- **EXCERPTED PASSAGE**:
Are you one who decided to purchase Term Insurance plan but still confused which company to opt?
Do you pay a higher premium or lower premium for your term insurance?
Are you sure that the company will settle down your claims or not?
Are you still confused to choose which will be the best insurance plan?
If so then have a look over this and know more about term insurance plans. It will guide you to choose the best term insurance plan this year.
You can check out the IRDAI Annual Report of 2019-2020 for more information.
In this post we will discuss all the essential elements that you must consider before finally buying your Term Insurance Policy!
Why do investors prefer TERM insurance?
Term insurance is a very basic form of insurance.
– Are you one of the breadwinners of the family?
– Are you serving a loan or liability?
– Are you looking for a High cover at a Low Premium?
If yes, then term Insurance will be your choice.
Term insurance is an important step in your financial planning. In case of your demise during the policy term, the claim amount from the insurance company will financially protect your family throughout their lifetime. It also helps them to take care of liabilities and loans. It also offers a high cover for a relatively smaller premium.
Features of Term Insurance
- The most salient feature of Term Insurance is its affordability. The premium for the plan is the cheapest as compared to other insurance policies.
- Term policies can be purchased very easily through offline (like brokers, agents etc) and through online. Also, online term policies are 40% to 60% cheaper than offline term insurance plans since there is no intermediary commission and other related charges.

- **INFORMATION SUPPLIED**:
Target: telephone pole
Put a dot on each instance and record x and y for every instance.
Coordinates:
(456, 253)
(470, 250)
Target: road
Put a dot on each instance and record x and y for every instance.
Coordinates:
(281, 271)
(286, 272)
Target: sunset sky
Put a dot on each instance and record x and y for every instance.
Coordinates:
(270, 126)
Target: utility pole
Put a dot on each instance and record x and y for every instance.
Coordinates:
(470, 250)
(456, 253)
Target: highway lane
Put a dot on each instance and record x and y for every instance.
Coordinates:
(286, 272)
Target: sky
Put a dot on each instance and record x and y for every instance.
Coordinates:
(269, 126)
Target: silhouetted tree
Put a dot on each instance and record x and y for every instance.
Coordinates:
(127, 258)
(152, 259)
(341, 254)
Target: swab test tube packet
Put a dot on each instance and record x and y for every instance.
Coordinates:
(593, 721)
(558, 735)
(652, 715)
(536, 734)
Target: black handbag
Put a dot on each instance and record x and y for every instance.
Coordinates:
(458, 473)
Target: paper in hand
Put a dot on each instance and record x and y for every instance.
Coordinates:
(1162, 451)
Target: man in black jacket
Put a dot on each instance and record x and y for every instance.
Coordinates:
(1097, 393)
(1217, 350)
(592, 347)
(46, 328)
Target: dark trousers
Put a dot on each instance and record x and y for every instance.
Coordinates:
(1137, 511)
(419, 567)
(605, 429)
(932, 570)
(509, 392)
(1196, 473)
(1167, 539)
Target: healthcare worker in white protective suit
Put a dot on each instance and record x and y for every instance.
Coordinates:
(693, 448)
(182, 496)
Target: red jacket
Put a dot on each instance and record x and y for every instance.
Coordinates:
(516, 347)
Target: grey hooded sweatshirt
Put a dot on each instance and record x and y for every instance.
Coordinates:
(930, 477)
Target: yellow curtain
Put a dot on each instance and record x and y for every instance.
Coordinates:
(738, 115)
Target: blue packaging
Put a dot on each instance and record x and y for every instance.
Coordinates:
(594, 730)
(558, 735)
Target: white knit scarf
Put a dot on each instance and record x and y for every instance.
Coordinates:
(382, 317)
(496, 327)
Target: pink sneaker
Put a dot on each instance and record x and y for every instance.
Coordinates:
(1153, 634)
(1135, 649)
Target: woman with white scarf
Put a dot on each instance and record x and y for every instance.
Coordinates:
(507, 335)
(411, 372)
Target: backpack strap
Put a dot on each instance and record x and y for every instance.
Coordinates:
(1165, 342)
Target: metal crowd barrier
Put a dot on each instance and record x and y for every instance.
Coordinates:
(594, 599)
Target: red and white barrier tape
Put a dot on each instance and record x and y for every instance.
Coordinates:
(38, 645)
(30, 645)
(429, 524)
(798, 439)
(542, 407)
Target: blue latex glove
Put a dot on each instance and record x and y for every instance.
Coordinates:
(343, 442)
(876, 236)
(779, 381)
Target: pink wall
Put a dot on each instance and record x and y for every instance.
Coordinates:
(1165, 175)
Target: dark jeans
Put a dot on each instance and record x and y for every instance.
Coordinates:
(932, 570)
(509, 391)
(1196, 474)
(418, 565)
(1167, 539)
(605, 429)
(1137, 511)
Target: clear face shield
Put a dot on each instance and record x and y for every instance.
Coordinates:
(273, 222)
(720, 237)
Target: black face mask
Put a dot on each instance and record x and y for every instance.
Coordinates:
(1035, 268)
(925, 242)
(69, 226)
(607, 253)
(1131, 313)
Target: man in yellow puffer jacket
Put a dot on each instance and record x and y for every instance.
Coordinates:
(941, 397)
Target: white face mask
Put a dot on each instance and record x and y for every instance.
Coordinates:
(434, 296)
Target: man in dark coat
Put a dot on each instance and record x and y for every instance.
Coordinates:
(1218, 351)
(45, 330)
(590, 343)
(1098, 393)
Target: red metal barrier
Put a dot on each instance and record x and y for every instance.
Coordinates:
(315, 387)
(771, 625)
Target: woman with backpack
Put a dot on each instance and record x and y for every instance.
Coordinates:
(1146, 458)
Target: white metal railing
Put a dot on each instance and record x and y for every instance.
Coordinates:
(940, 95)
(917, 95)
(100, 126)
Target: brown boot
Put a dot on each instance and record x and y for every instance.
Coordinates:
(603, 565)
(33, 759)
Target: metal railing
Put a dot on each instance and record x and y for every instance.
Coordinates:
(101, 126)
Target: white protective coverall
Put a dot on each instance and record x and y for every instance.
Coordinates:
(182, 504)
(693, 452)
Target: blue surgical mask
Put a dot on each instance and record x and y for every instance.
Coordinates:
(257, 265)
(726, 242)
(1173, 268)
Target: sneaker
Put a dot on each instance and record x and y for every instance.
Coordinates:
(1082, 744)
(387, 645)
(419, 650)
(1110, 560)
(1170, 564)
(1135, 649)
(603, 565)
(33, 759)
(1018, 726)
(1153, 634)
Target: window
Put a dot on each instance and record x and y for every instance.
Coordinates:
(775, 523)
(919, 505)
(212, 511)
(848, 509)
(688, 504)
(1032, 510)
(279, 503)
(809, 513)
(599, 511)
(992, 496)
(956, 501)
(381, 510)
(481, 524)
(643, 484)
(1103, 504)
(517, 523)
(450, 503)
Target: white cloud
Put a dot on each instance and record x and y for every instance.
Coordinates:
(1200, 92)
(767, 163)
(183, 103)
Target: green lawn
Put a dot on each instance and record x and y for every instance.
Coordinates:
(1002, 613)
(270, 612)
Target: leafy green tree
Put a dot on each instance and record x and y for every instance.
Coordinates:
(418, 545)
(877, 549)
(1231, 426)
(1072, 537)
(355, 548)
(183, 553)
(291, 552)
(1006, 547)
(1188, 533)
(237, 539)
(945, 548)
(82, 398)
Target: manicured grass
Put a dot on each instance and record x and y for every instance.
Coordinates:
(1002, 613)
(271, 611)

- **WHAT YOU NEED TO DO**:
Resume the term insurance article from its last sentence.

- **EXERCISE OUTPUT**:
- Term Insurance policies are flexible and provide a premium option of monthly, quarterly, annually or semi-annually.
- Term insurance gives purely death benefits to the insured.
- Term insurance is completely tax-free, i.e., beneficiaries don’t have to pay any taxes on the claim amount of death benefit.
Example of Term insurance
What would be his premium? Do you think he needs to pay a huge premium every year?
As per the calculations, Rs.5968/- (including taxes) will be his premium annually. Less isn’t it?
If he passes away before 58 years, then his family members will be paid with a Sum Assured of Rs.55,00,000 which is higher than his premium payment for 30 years (i.e., approx. Rs.1,79,040). There is no maturity benefit under this term policy.
10 essential things to remember while buying term insurance
To choose the right Term Insurance, every investor needs to be aware of these 10 essential things. This can act as a checklist to choose the right term insurance plan.
1. How old the insurance company is?
You can choose a plan based on the year of establishment of insurance companies. Because there are only 24 companies in India.
Eg: Mr. Gowtham is planning to choose a school for his daughter’s education. He made research based on the reputation of the school, well-qualified professors, long term position etc. This made him help her daughter with good knowledge.
Likewise, if you choose a term plan based also on how old the company is, it will be a solid decision.
2. Which mode of buying the policy is considered?
While purchasing a term plan, determine whether you are buying the plan online or offline. In the case of a term plan, buying online is more advantageous and economical. Because there will not be any charge of commission since there are no intermediaries involved while buying the plan.
3. Do you consider Premium against the size of life cover?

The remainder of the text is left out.